__WHAT THE TASK REQUIRES__:
Line by line, reproduce the records exactly.

__RECORDS SHOWN__:

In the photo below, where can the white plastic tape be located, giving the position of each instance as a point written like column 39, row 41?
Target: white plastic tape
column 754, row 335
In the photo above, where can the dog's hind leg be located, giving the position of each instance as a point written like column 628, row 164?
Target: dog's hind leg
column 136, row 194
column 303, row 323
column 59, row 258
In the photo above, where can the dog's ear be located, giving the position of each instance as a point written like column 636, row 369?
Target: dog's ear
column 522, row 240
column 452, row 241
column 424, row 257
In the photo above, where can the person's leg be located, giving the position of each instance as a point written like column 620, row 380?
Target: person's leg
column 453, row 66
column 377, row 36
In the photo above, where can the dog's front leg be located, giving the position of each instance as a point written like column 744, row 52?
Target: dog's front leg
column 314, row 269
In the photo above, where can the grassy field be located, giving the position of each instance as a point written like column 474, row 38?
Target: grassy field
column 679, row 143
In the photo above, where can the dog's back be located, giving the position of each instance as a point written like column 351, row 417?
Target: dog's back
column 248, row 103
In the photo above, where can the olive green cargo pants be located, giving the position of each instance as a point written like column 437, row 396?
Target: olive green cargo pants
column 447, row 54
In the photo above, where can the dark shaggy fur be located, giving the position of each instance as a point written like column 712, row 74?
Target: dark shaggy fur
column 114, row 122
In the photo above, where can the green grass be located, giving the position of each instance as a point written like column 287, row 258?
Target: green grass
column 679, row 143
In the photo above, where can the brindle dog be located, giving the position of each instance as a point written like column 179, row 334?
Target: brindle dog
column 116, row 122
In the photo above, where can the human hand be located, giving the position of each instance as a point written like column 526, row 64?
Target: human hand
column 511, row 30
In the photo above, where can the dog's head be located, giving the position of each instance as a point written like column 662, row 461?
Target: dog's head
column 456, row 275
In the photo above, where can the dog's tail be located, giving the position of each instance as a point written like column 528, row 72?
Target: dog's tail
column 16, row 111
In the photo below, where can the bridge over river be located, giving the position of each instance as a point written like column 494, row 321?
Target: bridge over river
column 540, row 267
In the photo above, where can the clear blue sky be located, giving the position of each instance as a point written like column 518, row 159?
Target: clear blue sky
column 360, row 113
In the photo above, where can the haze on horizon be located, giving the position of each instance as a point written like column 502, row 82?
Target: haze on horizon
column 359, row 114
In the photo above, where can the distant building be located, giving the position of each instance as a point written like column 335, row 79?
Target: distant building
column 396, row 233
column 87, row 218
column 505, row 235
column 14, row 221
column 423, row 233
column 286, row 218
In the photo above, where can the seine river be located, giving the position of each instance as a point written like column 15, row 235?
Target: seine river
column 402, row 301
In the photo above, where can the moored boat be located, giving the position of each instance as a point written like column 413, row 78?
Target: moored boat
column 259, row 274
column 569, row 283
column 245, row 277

__FINISHED EXERCISE__:
In the photo below, where can the white plastic tape be located, giving the position of each instance as a point written like column 39, row 41?
Target: white plastic tape
column 754, row 335
In the photo above, where can the dog's hind leg be located, giving the position of each instance as a point written like column 628, row 164?
Target: dog's hind leg
column 136, row 194
column 303, row 323
column 59, row 258
In the photo above, where can the dog's ear be located, giving the position of each instance as a point written like column 636, row 369?
Target: dog's ear
column 522, row 240
column 452, row 241
column 424, row 257
In the photo above, where can the person's leg be located, giving the position of each instance as a point written like column 620, row 380?
Target: person's leg
column 453, row 66
column 377, row 36
In the photo above, where can the dog's front leg be located, giving the position of each instance as a point written like column 744, row 52?
Target: dog's front leg
column 314, row 269
In the photo above, where can the grassy field be located, giving the position of each instance as a point written like column 474, row 38?
Target: grassy field
column 679, row 143
In the photo above, where can the dog's back be located, giving the position of each instance as a point written like column 351, row 417?
Target: dog's back
column 248, row 103
In the photo above, where can the olive green cargo pants be located, giving the position of each instance as a point written like column 437, row 396?
Target: olive green cargo pants
column 447, row 54
In the photo above, where can the dark shaggy fur be located, giving the position of each instance as a point written like column 712, row 74?
Target: dark shaggy fur
column 114, row 122
In the photo above, where can the green grass be located, giving the position of each instance as a point written like column 287, row 258?
Target: green grass
column 679, row 143
In the photo above, where can the brindle dog be located, giving the position of each instance as a point written like column 179, row 334?
Target: brindle dog
column 116, row 122
In the photo above, where can the human hand be located, giving the position of each instance as a point written like column 526, row 64?
Target: human hand
column 511, row 30
In the photo above, where can the dog's head be located, giving the position of each instance as a point written like column 662, row 461?
Target: dog's head
column 456, row 275
In the photo above, where can the dog's tail be located, giving the position of each instance as a point written like column 528, row 72?
Target: dog's tail
column 16, row 111
In the photo below, where can the bridge over river be located, giving the position of each instance as a point written like column 494, row 321?
Target: bridge over river
column 540, row 267
In the photo above, where can the clear blue sky be located, giving the position of each instance as a point written like column 518, row 159?
Target: clear blue sky
column 360, row 113
In the photo above, where can the haze on horizon be located, giving the position of each instance as a point written like column 502, row 82?
Target: haze on horizon
column 359, row 114
In the photo above, where can the distant building be located, giving the position of each instance as a point written like column 335, row 79?
Target: distant building
column 396, row 233
column 87, row 218
column 505, row 235
column 14, row 221
column 423, row 233
column 286, row 218
In the photo above, where can the seine river be located, giving the position of each instance as a point written like column 15, row 235?
Target: seine river
column 402, row 301
In the photo above, where can the moored boat be located, giving the position of each instance as a point written like column 413, row 78?
Target: moored boat
column 259, row 274
column 569, row 283
column 245, row 277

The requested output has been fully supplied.